**** DATA FOR PROCESSING

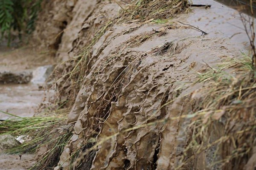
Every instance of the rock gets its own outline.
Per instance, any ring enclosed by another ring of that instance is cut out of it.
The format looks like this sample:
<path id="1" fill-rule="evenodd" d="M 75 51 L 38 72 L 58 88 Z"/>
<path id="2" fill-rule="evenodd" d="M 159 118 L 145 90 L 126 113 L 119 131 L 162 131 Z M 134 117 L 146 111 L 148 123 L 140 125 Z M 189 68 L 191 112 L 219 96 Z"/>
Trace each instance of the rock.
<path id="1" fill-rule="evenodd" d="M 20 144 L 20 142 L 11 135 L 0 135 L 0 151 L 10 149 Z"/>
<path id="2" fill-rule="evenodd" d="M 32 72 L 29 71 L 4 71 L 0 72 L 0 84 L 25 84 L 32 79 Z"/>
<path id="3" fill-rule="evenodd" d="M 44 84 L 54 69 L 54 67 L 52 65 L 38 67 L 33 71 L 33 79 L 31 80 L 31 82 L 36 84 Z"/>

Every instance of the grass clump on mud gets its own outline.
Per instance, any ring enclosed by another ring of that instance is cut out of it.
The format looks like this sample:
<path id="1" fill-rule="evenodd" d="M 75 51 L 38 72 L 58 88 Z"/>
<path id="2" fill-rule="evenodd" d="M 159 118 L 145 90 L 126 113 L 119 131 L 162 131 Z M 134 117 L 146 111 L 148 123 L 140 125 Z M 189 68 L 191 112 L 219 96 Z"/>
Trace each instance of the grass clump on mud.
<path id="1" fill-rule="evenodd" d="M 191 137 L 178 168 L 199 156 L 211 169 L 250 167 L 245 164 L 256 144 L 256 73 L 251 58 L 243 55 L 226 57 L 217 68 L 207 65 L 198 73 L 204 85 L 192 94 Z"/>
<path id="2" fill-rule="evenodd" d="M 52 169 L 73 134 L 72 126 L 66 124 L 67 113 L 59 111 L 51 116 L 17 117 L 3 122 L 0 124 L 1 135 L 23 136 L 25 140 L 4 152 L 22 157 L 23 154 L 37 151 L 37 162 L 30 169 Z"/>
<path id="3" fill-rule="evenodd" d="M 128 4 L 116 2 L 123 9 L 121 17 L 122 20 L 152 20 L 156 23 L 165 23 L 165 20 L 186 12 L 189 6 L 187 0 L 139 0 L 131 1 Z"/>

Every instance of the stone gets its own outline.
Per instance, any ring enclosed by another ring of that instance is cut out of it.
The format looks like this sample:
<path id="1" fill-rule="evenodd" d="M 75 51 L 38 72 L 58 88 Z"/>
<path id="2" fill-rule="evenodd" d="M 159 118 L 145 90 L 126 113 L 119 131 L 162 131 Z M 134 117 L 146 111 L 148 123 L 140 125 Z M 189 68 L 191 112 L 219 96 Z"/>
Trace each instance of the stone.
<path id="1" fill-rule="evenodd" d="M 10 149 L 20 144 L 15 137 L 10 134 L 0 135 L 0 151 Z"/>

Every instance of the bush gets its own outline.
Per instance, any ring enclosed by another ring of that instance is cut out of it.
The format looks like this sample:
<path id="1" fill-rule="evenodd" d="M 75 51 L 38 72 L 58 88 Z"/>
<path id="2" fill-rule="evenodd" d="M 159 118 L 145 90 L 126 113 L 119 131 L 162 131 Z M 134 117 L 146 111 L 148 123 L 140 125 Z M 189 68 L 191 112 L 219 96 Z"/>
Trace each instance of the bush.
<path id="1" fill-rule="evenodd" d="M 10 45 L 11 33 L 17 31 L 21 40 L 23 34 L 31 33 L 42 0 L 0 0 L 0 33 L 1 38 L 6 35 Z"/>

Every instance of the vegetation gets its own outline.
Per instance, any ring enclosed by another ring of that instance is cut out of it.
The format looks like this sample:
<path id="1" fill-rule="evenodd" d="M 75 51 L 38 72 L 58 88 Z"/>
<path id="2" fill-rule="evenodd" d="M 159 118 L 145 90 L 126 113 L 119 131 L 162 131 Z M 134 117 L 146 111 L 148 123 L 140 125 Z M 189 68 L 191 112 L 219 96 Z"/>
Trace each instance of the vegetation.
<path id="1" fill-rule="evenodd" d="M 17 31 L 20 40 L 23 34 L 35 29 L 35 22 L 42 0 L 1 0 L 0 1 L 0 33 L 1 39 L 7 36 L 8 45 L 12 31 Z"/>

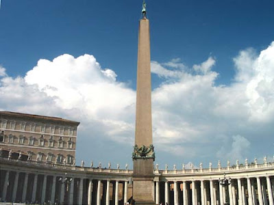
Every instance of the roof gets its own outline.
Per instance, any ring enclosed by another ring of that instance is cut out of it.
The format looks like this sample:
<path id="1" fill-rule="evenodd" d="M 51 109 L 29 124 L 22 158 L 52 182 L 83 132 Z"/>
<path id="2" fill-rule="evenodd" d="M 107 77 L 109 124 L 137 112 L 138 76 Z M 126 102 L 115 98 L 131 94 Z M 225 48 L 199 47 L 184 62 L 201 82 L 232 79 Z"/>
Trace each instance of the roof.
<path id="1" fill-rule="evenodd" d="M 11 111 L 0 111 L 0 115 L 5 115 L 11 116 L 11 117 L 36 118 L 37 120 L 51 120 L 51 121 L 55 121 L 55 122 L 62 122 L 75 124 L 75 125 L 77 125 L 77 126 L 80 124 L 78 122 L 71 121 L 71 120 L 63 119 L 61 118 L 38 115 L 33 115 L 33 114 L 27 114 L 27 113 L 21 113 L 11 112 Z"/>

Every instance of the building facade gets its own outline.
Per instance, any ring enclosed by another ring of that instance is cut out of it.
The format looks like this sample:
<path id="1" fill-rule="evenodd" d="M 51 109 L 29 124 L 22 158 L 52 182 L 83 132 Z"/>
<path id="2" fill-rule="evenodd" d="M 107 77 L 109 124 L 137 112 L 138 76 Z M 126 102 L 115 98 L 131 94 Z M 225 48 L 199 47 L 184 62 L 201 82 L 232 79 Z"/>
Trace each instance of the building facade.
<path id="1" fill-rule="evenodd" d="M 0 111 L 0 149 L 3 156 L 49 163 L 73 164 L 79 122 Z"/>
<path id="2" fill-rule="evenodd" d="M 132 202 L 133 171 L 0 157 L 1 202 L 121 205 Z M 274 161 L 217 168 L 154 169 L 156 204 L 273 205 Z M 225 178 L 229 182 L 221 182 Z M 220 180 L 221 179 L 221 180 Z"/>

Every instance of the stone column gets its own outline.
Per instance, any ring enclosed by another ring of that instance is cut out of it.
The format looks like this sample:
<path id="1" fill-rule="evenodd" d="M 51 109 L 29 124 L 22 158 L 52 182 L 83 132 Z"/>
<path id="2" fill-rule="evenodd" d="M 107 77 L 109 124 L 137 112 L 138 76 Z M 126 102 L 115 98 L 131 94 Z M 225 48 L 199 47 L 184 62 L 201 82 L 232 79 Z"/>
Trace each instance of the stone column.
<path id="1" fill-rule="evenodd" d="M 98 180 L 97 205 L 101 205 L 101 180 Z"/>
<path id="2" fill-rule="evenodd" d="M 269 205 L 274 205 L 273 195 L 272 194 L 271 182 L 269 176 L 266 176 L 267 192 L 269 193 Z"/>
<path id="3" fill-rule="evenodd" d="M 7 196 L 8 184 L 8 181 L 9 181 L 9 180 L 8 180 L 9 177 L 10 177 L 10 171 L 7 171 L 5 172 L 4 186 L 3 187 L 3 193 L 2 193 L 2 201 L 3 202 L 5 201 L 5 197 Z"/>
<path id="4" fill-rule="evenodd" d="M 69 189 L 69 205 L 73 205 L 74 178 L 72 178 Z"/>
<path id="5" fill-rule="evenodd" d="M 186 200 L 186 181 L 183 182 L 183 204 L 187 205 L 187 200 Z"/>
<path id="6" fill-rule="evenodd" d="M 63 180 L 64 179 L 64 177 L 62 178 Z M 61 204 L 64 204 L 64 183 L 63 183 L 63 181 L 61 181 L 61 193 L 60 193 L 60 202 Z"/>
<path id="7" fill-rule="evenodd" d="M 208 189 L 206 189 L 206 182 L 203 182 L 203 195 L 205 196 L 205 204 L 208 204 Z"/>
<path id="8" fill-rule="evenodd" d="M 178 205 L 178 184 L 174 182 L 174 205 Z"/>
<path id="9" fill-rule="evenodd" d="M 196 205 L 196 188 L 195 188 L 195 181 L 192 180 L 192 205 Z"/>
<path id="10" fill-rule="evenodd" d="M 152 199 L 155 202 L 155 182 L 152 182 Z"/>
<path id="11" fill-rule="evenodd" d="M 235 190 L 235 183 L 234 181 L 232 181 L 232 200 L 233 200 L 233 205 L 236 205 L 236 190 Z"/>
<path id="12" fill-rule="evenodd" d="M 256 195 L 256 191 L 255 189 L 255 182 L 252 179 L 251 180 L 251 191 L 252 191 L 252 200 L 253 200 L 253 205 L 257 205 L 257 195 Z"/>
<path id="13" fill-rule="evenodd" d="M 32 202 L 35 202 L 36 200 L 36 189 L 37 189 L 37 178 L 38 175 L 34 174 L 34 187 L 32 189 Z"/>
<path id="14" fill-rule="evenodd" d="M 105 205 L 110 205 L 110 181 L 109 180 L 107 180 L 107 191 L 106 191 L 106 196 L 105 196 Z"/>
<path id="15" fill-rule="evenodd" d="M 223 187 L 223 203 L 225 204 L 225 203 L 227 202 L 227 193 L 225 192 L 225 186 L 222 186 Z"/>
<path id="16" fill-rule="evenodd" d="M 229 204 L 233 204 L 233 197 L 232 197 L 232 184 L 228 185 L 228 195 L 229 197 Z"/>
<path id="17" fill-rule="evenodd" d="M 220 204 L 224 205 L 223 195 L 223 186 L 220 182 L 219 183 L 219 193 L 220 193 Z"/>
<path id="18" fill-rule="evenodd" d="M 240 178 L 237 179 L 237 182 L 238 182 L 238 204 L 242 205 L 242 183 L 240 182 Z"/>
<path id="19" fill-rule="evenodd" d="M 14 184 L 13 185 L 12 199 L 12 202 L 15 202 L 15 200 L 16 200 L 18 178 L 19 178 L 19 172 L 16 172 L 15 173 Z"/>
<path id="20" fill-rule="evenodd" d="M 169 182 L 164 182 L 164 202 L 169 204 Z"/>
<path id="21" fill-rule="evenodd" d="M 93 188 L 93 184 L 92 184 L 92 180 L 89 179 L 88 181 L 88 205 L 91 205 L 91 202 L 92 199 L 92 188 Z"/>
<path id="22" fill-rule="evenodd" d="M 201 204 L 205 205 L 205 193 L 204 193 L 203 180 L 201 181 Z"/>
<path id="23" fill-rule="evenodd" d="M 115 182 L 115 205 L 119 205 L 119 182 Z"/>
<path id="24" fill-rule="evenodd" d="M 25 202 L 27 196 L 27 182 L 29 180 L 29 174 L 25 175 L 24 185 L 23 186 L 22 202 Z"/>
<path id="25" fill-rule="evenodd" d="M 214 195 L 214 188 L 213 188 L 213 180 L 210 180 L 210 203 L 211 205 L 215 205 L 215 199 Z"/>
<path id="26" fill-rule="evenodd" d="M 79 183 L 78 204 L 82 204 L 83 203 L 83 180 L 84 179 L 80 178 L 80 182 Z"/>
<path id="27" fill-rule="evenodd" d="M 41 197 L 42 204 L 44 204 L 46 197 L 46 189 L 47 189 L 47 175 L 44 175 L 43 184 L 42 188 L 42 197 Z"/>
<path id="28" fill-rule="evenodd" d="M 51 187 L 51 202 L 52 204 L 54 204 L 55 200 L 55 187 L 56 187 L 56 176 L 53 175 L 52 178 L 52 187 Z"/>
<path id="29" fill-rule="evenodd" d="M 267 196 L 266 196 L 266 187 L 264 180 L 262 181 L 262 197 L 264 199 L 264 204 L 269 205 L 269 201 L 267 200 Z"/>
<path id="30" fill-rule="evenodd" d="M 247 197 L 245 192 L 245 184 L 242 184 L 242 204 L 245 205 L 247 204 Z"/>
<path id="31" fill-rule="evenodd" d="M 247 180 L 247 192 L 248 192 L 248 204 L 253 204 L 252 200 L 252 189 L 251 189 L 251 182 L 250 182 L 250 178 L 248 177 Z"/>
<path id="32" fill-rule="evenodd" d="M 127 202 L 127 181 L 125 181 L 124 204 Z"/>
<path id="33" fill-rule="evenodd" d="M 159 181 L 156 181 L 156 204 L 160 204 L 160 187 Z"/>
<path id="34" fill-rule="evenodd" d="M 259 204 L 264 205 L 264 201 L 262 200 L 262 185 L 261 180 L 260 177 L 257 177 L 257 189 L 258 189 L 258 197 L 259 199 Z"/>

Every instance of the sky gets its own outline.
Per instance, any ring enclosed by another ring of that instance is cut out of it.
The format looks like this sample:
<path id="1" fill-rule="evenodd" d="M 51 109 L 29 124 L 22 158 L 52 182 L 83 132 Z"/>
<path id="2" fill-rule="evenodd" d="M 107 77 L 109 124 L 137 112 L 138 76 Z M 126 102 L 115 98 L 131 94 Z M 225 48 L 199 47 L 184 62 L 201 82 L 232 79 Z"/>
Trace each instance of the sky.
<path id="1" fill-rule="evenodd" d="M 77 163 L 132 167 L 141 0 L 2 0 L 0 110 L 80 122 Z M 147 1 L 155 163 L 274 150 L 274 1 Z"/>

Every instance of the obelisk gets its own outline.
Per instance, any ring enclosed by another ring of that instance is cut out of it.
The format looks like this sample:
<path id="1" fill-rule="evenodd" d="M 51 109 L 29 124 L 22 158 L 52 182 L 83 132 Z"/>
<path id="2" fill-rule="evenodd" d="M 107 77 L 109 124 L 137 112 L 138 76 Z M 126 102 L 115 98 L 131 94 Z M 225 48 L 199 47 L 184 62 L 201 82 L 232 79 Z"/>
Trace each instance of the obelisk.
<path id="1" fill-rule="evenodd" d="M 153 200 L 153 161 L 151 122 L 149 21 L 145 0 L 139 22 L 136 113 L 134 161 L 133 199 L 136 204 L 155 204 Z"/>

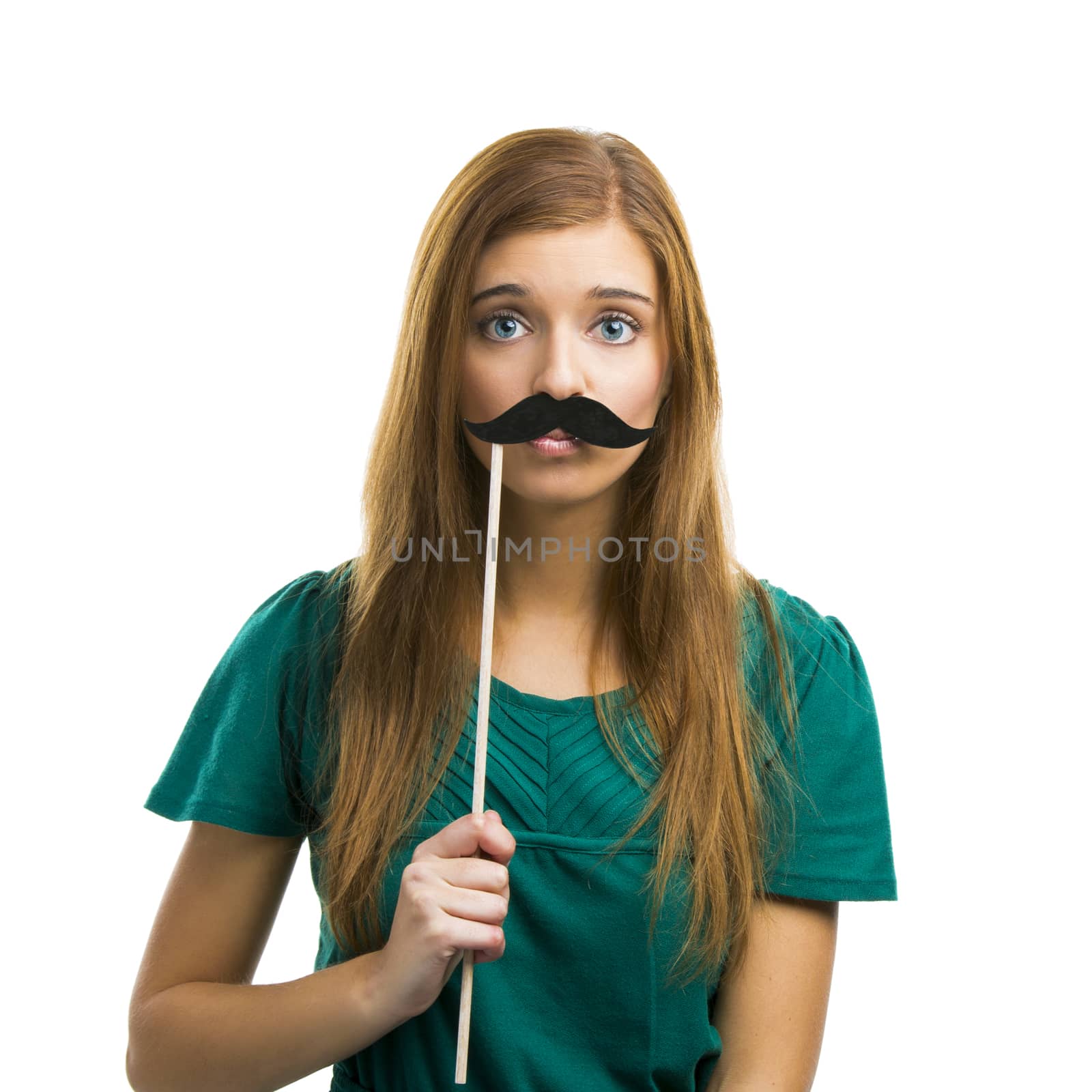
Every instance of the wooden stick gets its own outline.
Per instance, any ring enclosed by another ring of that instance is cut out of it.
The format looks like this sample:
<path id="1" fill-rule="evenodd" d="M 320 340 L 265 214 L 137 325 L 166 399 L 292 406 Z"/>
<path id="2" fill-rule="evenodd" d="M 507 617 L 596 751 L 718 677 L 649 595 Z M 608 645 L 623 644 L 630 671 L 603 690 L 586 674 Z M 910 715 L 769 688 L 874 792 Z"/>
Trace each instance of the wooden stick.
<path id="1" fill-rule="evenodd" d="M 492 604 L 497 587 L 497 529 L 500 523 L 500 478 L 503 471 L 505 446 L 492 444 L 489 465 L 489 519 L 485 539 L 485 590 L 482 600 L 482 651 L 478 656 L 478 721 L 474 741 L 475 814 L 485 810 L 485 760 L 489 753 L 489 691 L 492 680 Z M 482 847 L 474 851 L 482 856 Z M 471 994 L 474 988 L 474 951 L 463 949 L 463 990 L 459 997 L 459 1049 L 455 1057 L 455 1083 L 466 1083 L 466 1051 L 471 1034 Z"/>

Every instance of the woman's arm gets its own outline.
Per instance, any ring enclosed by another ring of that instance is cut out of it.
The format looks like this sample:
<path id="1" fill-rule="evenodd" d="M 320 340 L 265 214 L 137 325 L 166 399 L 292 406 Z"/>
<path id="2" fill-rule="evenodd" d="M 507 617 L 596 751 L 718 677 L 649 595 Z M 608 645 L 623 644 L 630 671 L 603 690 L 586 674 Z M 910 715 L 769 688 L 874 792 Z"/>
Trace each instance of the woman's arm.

********

TASK -
Copy verbatim the part of the rows that opens at their start and closes with the line containing "128 4 L 116", including that line. Leave the pictures out.

WRITTEN SOLUTION -
Every instance of the rock gets its own outline.
Per instance, any ring enclosed by another ring of that instance is cut out of it.
The format looks like this sample:
<path id="1" fill-rule="evenodd" d="M 75 51 L 38 72 L 58 88 Z"/>
<path id="2" fill-rule="evenodd" d="M 159 118 L 145 90 L 126 113 L 119 131 L 162 131 Z M 134 117 L 146 111 L 148 123 L 140 125 Z M 189 68 L 191 112 L 219 96 Z"/>
Trace each instance of the rock.
<path id="1" fill-rule="evenodd" d="M 20 144 L 20 142 L 11 135 L 0 135 L 0 151 L 10 149 Z"/>
<path id="2" fill-rule="evenodd" d="M 32 72 L 29 71 L 4 71 L 0 72 L 0 84 L 25 84 L 32 79 Z"/>
<path id="3" fill-rule="evenodd" d="M 44 84 L 54 69 L 54 67 L 52 65 L 38 67 L 33 71 L 33 79 L 31 80 L 31 82 L 36 84 Z"/>

Every instance of the grass clump on mud gets its own outline.
Per instance, any ring enclosed by another ring of that instance is cut out of it.
The format looks like this sample:
<path id="1" fill-rule="evenodd" d="M 75 51 L 38 72 L 58 88 Z"/>
<path id="2" fill-rule="evenodd" d="M 159 118 L 145 90 L 126 113 L 119 131 L 162 131 Z M 134 117 L 146 111 L 148 123 L 140 125 Z M 189 68 L 191 112 L 219 96 Z"/>
Trace each instance of the grass clump on mud.
<path id="1" fill-rule="evenodd" d="M 191 137 L 178 168 L 199 156 L 211 169 L 250 167 L 245 164 L 256 144 L 256 73 L 251 58 L 243 55 L 226 57 L 217 68 L 207 65 L 198 73 L 204 85 L 192 94 Z"/>
<path id="2" fill-rule="evenodd" d="M 52 169 L 73 134 L 72 126 L 66 124 L 67 113 L 59 111 L 51 116 L 17 117 L 3 122 L 0 124 L 1 135 L 23 136 L 25 140 L 4 152 L 22 157 L 23 154 L 37 151 L 37 162 L 30 169 Z"/>
<path id="3" fill-rule="evenodd" d="M 128 4 L 116 2 L 123 9 L 121 17 L 122 20 L 152 20 L 156 23 L 165 23 L 165 20 L 186 12 L 189 6 L 187 0 L 139 0 L 131 1 Z"/>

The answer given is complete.